_Data entries:_

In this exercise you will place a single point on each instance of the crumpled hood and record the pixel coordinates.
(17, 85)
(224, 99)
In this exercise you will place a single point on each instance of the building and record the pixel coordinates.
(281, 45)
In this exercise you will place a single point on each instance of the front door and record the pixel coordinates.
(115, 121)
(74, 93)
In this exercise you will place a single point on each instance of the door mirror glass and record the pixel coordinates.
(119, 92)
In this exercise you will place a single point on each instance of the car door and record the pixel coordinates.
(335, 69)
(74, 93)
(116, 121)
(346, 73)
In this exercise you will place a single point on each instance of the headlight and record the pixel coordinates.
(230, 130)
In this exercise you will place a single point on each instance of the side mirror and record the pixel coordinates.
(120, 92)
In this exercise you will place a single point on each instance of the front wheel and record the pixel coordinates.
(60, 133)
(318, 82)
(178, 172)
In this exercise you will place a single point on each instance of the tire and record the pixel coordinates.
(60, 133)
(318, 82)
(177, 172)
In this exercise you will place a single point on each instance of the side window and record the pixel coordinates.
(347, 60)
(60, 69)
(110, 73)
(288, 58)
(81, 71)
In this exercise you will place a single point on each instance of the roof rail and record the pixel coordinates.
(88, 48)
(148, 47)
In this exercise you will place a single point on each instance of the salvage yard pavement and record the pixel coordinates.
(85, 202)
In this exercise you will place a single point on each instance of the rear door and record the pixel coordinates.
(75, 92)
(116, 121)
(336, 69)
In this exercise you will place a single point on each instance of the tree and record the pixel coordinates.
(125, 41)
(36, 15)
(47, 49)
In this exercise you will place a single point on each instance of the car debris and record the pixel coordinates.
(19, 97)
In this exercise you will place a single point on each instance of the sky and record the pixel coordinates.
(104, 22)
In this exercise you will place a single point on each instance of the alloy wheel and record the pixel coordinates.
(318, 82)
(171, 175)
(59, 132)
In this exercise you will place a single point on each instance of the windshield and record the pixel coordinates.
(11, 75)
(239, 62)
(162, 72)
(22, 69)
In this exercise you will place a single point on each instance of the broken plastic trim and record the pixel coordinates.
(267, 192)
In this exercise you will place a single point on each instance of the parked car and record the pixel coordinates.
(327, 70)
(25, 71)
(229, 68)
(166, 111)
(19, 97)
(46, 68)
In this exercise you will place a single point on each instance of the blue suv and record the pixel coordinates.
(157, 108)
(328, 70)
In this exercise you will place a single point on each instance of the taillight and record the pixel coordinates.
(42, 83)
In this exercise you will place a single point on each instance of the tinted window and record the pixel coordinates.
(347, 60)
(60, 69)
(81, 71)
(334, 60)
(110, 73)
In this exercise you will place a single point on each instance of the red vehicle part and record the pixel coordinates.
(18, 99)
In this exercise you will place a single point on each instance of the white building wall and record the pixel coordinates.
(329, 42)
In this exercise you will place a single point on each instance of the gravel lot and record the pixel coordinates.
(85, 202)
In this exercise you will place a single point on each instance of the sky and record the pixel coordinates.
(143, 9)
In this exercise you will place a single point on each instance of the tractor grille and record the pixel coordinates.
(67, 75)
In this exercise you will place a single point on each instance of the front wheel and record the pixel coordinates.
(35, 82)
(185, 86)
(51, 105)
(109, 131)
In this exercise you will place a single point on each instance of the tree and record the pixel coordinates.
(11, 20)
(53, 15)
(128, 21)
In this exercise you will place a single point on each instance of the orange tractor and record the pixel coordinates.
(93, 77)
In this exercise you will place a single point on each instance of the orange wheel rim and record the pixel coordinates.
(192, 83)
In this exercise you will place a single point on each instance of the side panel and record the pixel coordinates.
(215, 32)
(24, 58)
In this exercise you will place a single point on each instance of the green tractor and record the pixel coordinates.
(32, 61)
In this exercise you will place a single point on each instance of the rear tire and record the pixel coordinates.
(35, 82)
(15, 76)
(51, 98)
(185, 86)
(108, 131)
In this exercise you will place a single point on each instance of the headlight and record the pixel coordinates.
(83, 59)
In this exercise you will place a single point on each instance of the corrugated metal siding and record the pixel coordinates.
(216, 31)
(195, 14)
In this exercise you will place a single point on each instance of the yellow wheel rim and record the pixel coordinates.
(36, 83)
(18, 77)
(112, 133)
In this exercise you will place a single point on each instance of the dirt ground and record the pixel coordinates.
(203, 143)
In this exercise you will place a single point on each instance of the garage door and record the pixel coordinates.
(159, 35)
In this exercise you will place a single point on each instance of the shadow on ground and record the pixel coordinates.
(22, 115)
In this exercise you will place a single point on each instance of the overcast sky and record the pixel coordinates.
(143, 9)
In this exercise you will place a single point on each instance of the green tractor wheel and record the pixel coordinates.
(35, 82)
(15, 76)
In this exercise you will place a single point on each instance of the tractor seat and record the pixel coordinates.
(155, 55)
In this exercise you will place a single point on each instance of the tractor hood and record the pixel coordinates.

_Given problem:_ Substitute "image coordinates" for every "pixel coordinates" in the items above, and give all the items back otherwise unchanged.

_The response:_
In this exercise you will place a single point on each instance of the crumpled hood and record the image coordinates.
(17, 85)
(224, 99)
In this exercise you will place a single point on each instance of the building and record the image coordinates.
(281, 45)
In this exercise you will place a single point on each instance of the front door and record the image coordinates.
(115, 121)
(74, 93)
In this exercise you will place a single point on each instance of the door mirror glass and record the image coordinates.
(119, 92)
In this exercise you will place a single point on each instance of the car door and record the image coordinates.
(335, 69)
(74, 93)
(116, 121)
(346, 73)
In this exercise you will place a single point on each instance of the headlight and record the image coordinates.
(230, 130)
In this exercise you will place a single point on each instance of the side mirror and record the image coordinates.
(120, 92)
In this exercise you will place a single point on each instance of the front wheel and record the image coordinates.
(60, 133)
(318, 82)
(178, 172)
In this exercise you will place a single point on each instance of the tire and record the image coordinates.
(60, 133)
(318, 82)
(177, 172)
In this exercise you will place a single point on each instance of the side window and record the image coordinates.
(347, 60)
(60, 69)
(110, 73)
(288, 58)
(81, 71)
In this exercise you will place a single point on each instance of the roof rail and record the image coordinates.
(88, 48)
(148, 47)
In this exercise you will place a single point on each instance of the salvage yard pavement and record the image coordinates.
(85, 202)
In this exercise you will place a single point on each instance of the rear door and record the image coordinates.
(75, 92)
(116, 121)
(336, 69)
In this exercise you will place a single point on each instance of the tree and record the image coordinates.
(125, 41)
(36, 15)
(47, 49)
In this exercise you will place a single point on each instance of the car debris and record the image coordinates.
(19, 97)
In this exercise you will place a single point on each instance of the sky and record the image coordinates.
(104, 22)
In this exercise you will place a single point on each instance of the alloy wheel and record the image coordinates.
(318, 82)
(171, 175)
(59, 132)
In this exercise you will place a single point on each instance of the windshield and record the image coordinates.
(11, 75)
(239, 62)
(162, 72)
(22, 69)
In this exercise you will place a single point on each instance of the broken plastic trim and record the image coordinates.
(267, 192)
In this exercise you will place a single point on each instance of the parked car and record the image coordinates.
(327, 70)
(25, 71)
(229, 68)
(166, 111)
(19, 97)
(46, 68)
In this exercise you will place a single point on each instance of the blue suv and record the image coordinates.
(157, 108)
(328, 70)
In this exercise you will place a single point on each instance of the taillight and record the image coordinates.
(42, 83)
In this exercise you will place a single point on each instance of the tinted window and record the image coordinates.
(347, 60)
(60, 69)
(81, 71)
(334, 60)
(110, 73)
In this exercise you will place a single point on each instance of the red vehicle part and record the image coordinates.
(18, 99)
In this exercise you will place a single point on each instance of the white building wall and record the image coordinates.
(329, 42)
In this exercise you will place a single point on each instance of the gravel lot and record the image coordinates.
(85, 202)
In this exercise you will place a single point on each instance of the sky and record the image coordinates.
(143, 9)
In this exercise you will place a single point on each instance of the tractor grille and record the image coordinates.
(67, 75)
In this exercise you will place a single point on each instance of the front wheel and record the image coordinates.
(35, 82)
(185, 86)
(51, 105)
(109, 131)
In this exercise you will place a single point on each instance of the tree and record the image coordinates.
(11, 20)
(53, 15)
(128, 21)
In this exercise you will place a single point on each instance of the orange tractor and record the image coordinates.
(93, 77)
In this exercise you will place a single point on each instance of the orange wheel rim and record the image coordinates.
(192, 83)
In this exercise you will place a single point on each instance of the side panel and record the image coordinates.
(215, 32)
(24, 58)
In this exercise you will place a single point on each instance of the green tractor and record the image coordinates.
(32, 61)
In this exercise you will place a single point on each instance of the rear tire and record the image coordinates.
(35, 82)
(15, 76)
(51, 98)
(185, 86)
(108, 131)
In this exercise you will place a single point on each instance of the headlight and record the image coordinates.
(83, 59)
In this exercise you will place a single point on each instance of the corrugated metal siding and record the image coordinates.
(216, 31)
(195, 14)
In this exercise you will place a single point on each instance of the yellow wheel rim and record the image coordinates.
(36, 83)
(18, 77)
(112, 133)
In this exercise you will place a single point on each instance of the dirt ground and record the image coordinates.
(203, 143)
In this exercise you will place a single point on each instance of the garage door and record the image coordinates.
(159, 35)
In this exercise you will place a single point on each instance of the shadow on ground and record the image coordinates.
(22, 115)
In this exercise you will place a single point on each instance of the overcast sky and record the image coordinates.
(143, 9)
In this exercise you will place a single point on each instance of the green tractor wheel and record the image coordinates.
(35, 82)
(15, 76)
In this exercise you will place a single point on each instance of the tractor seat and record the image coordinates.
(155, 55)
In this exercise you will place a single point on each instance of the tractor hood and record the image coordinates.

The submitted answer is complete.